(Exercise description)
Display, in full, every line of the entries below that contains the word "upright".

'''

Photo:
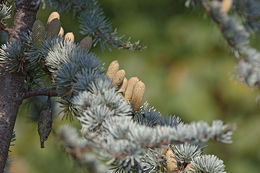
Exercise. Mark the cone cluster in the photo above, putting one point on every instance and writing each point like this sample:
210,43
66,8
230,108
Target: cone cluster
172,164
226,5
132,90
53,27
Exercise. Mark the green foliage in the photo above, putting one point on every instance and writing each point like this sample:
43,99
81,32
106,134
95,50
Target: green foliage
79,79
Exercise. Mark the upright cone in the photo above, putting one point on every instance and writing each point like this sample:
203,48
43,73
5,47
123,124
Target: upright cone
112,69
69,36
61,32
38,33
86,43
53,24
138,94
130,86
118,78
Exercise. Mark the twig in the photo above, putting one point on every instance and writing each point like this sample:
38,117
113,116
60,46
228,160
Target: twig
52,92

'''
'''

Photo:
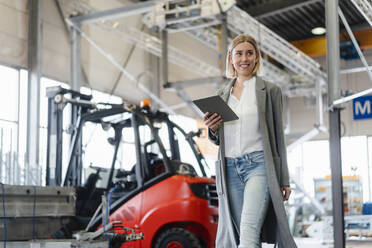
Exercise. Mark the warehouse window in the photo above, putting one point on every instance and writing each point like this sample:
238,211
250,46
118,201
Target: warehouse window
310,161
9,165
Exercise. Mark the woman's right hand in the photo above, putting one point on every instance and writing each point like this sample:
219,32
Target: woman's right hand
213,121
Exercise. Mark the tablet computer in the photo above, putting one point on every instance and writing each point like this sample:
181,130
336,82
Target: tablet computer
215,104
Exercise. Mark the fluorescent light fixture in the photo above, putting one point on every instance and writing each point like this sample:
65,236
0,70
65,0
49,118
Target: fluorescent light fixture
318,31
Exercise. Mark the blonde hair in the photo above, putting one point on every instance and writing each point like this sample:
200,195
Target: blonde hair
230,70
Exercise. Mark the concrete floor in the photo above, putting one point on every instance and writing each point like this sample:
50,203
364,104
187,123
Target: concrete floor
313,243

'''

(Correct output)
Exercise. Mark the upright cone in the photo above, putting one point on every instance and writing each point like this sample:
Target: upright cone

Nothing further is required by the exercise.